### SELECTED EXTRACT
——

Statins found to be protective against recurrence of atrial fibrillation after cardioversion
November 17, 2007 By Benjamin A. Olenchock, M.D. Ph.D. 
A new retrospective study has found that patients with atrial fibrillation who have sinus rhythm successfully restored were less likely to return to atrial fibrillation if they were prescribed a beta-blocker and a statin.
The investigators analyzed data from 625 participants in the CARAF I and CARAF II studies, both designed to observe the natural history of atrial fibrillation. Patients included in this retrospective analysis had documented atrial fibrillation and successful restoration of sinus rhythm either through pharmacologic or electrical means. Exclusion criteria included those who had recent heart surgery, patients who died within 1 year of discharge or withdrew from the study prior to the 1 year follow up. They compared patients who were discharged on statins to those with no statin therapy, and used a multivariate analysis to examine the relationship between statin use and recurrence of atrial fibrillation at one year. Confounders examined included age, enrollment period, study center, left atrial dimension, hypertension, diabetes, smoking status, and medication use.

——

(Natural-language object grounding data)
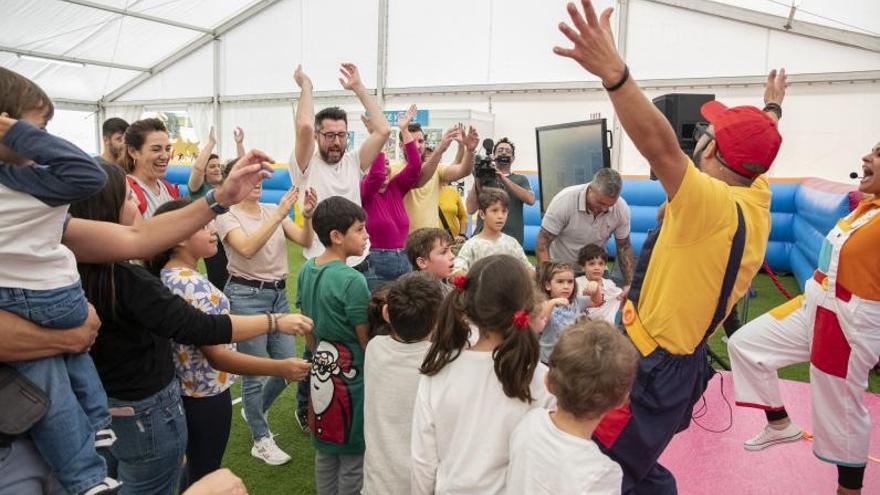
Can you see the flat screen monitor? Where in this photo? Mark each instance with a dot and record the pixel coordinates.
(570, 154)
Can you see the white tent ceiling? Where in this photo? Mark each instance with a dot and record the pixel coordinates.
(120, 41)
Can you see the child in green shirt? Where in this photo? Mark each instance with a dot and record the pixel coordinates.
(335, 296)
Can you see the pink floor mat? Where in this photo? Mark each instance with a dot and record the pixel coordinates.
(716, 463)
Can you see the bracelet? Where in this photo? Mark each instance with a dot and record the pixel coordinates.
(620, 83)
(775, 108)
(273, 324)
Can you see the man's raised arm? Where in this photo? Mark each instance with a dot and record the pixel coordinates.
(649, 130)
(305, 121)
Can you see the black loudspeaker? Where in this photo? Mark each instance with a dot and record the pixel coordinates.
(683, 112)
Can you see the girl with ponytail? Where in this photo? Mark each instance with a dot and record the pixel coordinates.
(471, 397)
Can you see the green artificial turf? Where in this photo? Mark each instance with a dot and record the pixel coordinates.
(297, 477)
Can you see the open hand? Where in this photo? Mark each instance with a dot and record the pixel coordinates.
(287, 201)
(774, 90)
(295, 369)
(310, 202)
(294, 324)
(593, 40)
(404, 118)
(300, 77)
(351, 77)
(247, 172)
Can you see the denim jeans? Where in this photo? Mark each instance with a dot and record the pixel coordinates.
(151, 439)
(65, 436)
(22, 470)
(259, 392)
(386, 265)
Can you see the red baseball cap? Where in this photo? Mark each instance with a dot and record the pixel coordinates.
(747, 138)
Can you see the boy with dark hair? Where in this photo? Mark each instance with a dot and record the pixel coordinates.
(113, 137)
(602, 292)
(430, 250)
(335, 296)
(491, 240)
(392, 378)
(591, 372)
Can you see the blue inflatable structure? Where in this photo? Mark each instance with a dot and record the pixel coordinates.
(802, 213)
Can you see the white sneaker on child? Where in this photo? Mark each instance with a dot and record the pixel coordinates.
(266, 450)
(106, 487)
(771, 436)
(104, 439)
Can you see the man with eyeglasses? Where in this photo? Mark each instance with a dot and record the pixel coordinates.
(319, 157)
(588, 214)
(696, 265)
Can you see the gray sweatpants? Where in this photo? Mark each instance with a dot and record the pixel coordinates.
(339, 474)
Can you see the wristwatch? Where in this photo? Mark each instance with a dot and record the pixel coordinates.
(214, 205)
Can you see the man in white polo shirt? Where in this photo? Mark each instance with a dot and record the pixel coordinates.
(588, 214)
(327, 167)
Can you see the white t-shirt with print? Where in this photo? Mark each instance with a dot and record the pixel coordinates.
(343, 178)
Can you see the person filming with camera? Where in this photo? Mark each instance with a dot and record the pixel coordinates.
(515, 185)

——

### WHAT YOU HAVE TO DO
Could you rewrite the statin article from "The investigators analyzed" up to and including "and medication use.", replacing "Confounders" with "Covariates"?

### RESPONSE AREA
The investigators analyzed data from 625 participants in the CARAF I and CARAF II studies, both designed to observe the natural history of atrial fibrillation. Patients included in this retrospective analysis had documented atrial fibrillation and successful restoration of sinus rhythm either through pharmacologic or electrical means. Exclusion criteria included those who had recent heart surgery, patients who died within 1 year of discharge or withdrew from the study prior to the 1 year follow up. They compared patients who were discharged on statins to those with no statin therapy, and used a multivariate analysis to examine the relationship between statin use and recurrence of atrial fibrillation at one year. Covariates examined included age, enrollment period, study center, left atrial dimension, hypertension, diabetes, smoking status, and medication use.